▶ Source extract:

★ ★ ★ ★ ★ ★ ★

Sunday, July 29, 2012

3-D Tissue Chips for Drug Screening

NIH through the National Center for Advancing Translational Sciences (NCATS) has funded seventeen grants for up to $70 million over five years to create 3-D chips with living cells and tissues to accurately model the structure and function of human organs.

More than 30 percent of promising medications have failed in human clinical trials because they are determined to be toxic despite promising pre-clinical studies in animal models. Tissue chips, which are a newer human cell-based approach, may enable scientists to predict more accurately how effective a therapeutic candidate would be in clinical studies.

Tissue chips merge techniques from the computer industry with modern tissue engineering by combining miniature models of living organ tissues on a transparent microchip. Ranging in size from a quarter to the size of a house key, the chips are lined with living cells and contain features designed to replicate the complex biological functions of specific organs.

Once developed, these tissue chips will be tested with compounds known to be safe or toxic in humans to help identify the most reliable drug safety signals. This will ultimately advance research to help predict the safety of potential drugs in a faster and more cost-effective way.

Ten of the awards will support studies to develop 3-D cellular microsystems that represent a number of human organ systems. These bioengineered devices will be functionally relevant and accurately reflect the complexity of the tissue of origin, including genomic diversity, disease complexity, and pharmacological response.

The other seven awards will explore the potential of stem and progenitor cells to differentiate multiple cell types that represent the cellular architecture within organ systems. These could act as a source of cells to populate tissue chips.

The NIH tissue chip for drug screening initiative is the result of collaboration between NIH’s Common Fund and the National Institute of Neurological Disorders and Stroke, DARPA, and FDA. The NIH and DARPA programs will be coordinated closely.

For example, DARPA has entered into cooperative agreements with two of the NIH recipients, the Wyss Institute at Harvard and MIT to develop engineering platforms capable of integrating 10 or more organ systems. FDA will help explore how this new technology may be used to assess drug safety prior to approval for first-in-human studies.

★ ★ ★ ★ ★ ★ ★

▶ Material shown:
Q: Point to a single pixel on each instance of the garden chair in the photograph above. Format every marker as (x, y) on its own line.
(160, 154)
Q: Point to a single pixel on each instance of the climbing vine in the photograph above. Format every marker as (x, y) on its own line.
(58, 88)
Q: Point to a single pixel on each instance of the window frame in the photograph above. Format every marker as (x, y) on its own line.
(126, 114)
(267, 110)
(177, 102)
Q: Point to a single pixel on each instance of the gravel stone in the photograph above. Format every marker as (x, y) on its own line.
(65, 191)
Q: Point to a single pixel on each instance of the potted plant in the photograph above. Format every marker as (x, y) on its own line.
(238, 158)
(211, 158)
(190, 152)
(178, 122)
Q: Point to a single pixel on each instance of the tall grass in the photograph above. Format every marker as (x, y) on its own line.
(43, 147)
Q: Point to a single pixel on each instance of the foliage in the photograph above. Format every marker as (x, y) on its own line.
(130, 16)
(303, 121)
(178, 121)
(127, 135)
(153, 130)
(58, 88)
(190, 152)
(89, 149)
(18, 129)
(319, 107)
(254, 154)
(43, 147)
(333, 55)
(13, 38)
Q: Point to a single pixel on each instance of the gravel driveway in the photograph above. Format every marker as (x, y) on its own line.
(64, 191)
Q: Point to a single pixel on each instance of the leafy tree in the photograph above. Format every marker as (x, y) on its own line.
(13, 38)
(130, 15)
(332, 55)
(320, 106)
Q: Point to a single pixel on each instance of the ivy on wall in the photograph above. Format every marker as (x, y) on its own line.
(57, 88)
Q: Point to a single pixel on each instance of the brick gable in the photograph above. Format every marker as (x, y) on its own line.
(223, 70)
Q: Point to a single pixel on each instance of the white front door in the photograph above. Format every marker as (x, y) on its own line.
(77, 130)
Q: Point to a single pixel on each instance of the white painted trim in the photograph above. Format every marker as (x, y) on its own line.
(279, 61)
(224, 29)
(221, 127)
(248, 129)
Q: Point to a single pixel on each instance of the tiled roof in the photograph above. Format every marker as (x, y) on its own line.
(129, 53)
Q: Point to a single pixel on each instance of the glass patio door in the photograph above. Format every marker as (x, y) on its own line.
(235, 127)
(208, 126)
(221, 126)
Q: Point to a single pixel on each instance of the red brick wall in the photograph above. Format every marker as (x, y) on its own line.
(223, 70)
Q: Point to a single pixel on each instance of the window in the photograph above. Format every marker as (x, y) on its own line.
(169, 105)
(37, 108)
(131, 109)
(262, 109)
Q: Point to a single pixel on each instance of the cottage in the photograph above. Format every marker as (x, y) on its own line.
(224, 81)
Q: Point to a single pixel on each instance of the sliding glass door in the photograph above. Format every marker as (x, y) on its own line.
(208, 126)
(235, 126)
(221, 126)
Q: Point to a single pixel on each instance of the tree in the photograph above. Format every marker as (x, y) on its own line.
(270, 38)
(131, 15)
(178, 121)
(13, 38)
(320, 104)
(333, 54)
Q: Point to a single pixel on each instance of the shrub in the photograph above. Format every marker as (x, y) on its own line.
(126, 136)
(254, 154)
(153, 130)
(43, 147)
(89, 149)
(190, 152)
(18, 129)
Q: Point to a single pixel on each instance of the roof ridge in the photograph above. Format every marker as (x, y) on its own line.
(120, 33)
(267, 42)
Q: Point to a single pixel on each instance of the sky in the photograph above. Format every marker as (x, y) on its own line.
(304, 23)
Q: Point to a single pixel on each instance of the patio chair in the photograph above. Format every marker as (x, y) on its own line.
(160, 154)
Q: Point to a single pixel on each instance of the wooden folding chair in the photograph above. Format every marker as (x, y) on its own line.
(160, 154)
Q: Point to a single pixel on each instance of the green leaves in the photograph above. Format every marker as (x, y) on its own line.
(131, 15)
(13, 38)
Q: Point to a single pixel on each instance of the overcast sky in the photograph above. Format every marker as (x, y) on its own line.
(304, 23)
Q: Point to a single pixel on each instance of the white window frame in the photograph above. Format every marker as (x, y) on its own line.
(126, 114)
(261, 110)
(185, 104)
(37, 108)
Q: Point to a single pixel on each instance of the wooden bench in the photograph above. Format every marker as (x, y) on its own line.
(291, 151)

★ ★ ★ ★ ★ ★ ★

Decide whether each statement agrees with the tissue chip article, answering yes or no and quoting the deciding words of the article: (a) The chips vary in size from a quarter to a house key. (b) Ten of the awards will explore the potential of stem and progenitor cells. (c) DARPA has entered into cooperative agreements with three of the NIH recipients.

▶ Answer space:
(a) Yes: "Ranging in size from a quarter to the size of a house key"
(b) No: "The other seven awards will explore the potential of stem and progenitor cells"
(c) No: "DARPA has entered into cooperative agreements with two of the NIH recipients"